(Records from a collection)
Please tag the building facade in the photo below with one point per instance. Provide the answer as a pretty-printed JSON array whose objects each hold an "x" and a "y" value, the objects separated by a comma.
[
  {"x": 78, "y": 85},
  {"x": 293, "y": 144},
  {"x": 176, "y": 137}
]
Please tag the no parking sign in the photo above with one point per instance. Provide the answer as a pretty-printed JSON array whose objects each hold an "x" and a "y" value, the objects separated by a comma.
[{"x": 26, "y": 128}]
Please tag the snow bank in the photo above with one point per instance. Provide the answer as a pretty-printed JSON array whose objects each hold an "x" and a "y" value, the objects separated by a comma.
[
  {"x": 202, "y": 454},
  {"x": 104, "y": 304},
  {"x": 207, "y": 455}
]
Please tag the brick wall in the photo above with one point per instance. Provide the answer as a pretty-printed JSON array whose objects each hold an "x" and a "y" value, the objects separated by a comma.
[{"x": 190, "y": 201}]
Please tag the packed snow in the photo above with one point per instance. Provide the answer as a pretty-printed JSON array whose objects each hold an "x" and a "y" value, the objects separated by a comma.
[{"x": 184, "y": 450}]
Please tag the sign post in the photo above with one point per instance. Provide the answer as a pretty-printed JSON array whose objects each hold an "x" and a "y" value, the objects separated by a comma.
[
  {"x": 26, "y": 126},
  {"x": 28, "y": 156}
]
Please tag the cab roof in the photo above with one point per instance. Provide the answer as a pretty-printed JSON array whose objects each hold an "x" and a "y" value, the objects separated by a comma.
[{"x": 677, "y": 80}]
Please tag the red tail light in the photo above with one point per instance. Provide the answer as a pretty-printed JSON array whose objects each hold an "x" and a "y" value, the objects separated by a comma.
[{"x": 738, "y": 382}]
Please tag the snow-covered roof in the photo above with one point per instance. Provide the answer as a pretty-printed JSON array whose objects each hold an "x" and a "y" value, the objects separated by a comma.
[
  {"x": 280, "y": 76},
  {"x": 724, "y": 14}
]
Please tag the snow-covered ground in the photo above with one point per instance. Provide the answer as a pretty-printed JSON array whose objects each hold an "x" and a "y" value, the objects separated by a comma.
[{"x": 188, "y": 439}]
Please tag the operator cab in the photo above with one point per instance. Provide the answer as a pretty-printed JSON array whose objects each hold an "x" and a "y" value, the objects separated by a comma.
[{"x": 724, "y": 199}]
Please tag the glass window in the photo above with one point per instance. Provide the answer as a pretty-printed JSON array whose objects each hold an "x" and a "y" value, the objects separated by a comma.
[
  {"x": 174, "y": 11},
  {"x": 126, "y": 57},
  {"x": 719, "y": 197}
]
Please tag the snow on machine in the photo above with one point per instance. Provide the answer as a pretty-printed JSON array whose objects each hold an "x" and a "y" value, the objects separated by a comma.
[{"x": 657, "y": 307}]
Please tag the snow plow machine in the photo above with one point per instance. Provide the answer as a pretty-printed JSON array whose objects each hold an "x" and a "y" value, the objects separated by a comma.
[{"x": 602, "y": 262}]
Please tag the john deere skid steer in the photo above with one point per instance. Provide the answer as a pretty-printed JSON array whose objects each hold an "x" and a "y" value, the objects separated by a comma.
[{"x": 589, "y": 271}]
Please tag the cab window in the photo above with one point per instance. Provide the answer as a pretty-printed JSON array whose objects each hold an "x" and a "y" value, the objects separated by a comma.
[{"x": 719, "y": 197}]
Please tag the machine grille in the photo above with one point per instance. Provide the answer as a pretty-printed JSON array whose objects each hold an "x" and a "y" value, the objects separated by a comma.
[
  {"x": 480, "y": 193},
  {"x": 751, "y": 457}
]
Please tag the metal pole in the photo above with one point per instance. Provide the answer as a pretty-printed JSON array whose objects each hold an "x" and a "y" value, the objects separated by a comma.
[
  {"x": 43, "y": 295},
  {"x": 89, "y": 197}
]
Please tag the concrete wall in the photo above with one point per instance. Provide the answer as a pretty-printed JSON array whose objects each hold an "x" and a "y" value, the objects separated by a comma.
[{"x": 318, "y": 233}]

» Goal of the exercise: Set all of the records down again, exactly as they stand.

» Answer to the exercise:
Please tag the building facade in the photo below with one point per instance. Provide the answer as a pretty-printed JSON array whose objects each hold an "x" and a "y" value, the objects separated by a comma.
[
  {"x": 78, "y": 85},
  {"x": 293, "y": 144},
  {"x": 176, "y": 137}
]
Please tag the no parking sign in the photo above with one point per instance. Provide the answer as a pretty-printed JSON array whose objects each hold an "x" and a "y" value, the objects separated by a comma.
[{"x": 26, "y": 128}]
Please tag the snow bank in the photo above with one point per instance. Provide the answer as a pretty-printed JSON array whose objects each hold an "x" and a "y" value, the objects separated by a comma.
[
  {"x": 202, "y": 454},
  {"x": 104, "y": 304},
  {"x": 207, "y": 455}
]
Please tag the brick wall in the photo above with one point per instance. Provide the answer as a pretty-printed JSON array whose objects each hold an "x" and a "y" value, the objects separated by a comma.
[{"x": 190, "y": 201}]
Please tag the packed snow in the photo above with one point per instance. Provide the answer as a pretty-printed JSON array whose objects each hold an "x" and a "y" value, the objects separated by a comma.
[{"x": 184, "y": 450}]
Please tag the sign post in the photo above with one point per instance. Provide the answer as a pretty-printed JSON array whose objects each hold an "x" and a "y" value, the objects separated by a comma.
[
  {"x": 26, "y": 126},
  {"x": 28, "y": 156}
]
Please tag the cab roof in the photo above with one point per instance. Provide the answer as a pretty-printed JSON array whose objects each hold an "x" and a "y" value, the objects separated by a comma.
[{"x": 677, "y": 80}]
Please tag the red tail light in the photo above with one point per instance. Provide the answer as a pretty-printed JSON array whose objects each hold an "x" and a "y" value, the objects separated by a comma.
[{"x": 738, "y": 382}]
Please tag the snow-covered roof in the photo above with one point per instance. Provide the answer as a pretty-printed JSON array whose objects each hold an "x" and a "y" value, the objects separated by a comma.
[
  {"x": 280, "y": 76},
  {"x": 724, "y": 14}
]
Please tag the snow-covered ground in the photo above with one point per instance. Provide the answer as a pretty-printed JSON array whose objects each hold an "x" and a "y" value, the objects separated by a comma.
[{"x": 188, "y": 439}]
Please tag the operator cab in the photo above with one point per instance. Provide the answer as a pretty-printed JSON array whose objects each hold an "x" and a "y" value, the objects separated by a comma.
[{"x": 724, "y": 199}]
Please tag the glass window in the photo above with one point per instance. Provide the answer as a pretty-printed JSON array whose objects each hold an "x" and a "y" value, the objects separated by a comma.
[
  {"x": 174, "y": 11},
  {"x": 126, "y": 57},
  {"x": 719, "y": 197}
]
Please tag the snow on machine in the photo above with one point per instance. Provide the answer as a pretty-printed JSON array whose objects each hold an "x" and a "y" value, the objects separated by a comma.
[{"x": 657, "y": 307}]
Please tag the snow plow machine in the photo above with one point per instance. Provide the answer as a pretty-printed JSON array whose objects each hold an "x" and a "y" value, the objects separated by a comma.
[{"x": 602, "y": 262}]
Please tag the john deere skid steer in the photo above with one point per instance. Provide the answer as a pretty-printed JSON array whose objects each hold an "x" and a "y" value, the objects separated by a comma.
[{"x": 589, "y": 271}]
Please tag the cab window in the photo above with one point per instance. Provide the answer as a pretty-printed JSON array whose objects each hold an "x" and a "y" value, the objects separated by a comma.
[{"x": 719, "y": 197}]
Please tag the machine grille in the photo above with one point per instance. Provide the answer as a pretty-printed JSON array whose objects each hold an "x" and a "y" value, the objects separated by a comma.
[
  {"x": 480, "y": 193},
  {"x": 751, "y": 457}
]
Please tag the metal pole in the photo above with one point per instance. Provide the answer as a pretty-printed JSON array whose objects each hold an "x" and a "y" value, the objects separated by a comma.
[
  {"x": 43, "y": 295},
  {"x": 89, "y": 197}
]
Please tag the concrete wall in the photo above with one point per instance. Provide the answer as a pretty-printed JSON array whose objects each hold an "x" and a "y" value, the objects separated by a comma.
[{"x": 318, "y": 233}]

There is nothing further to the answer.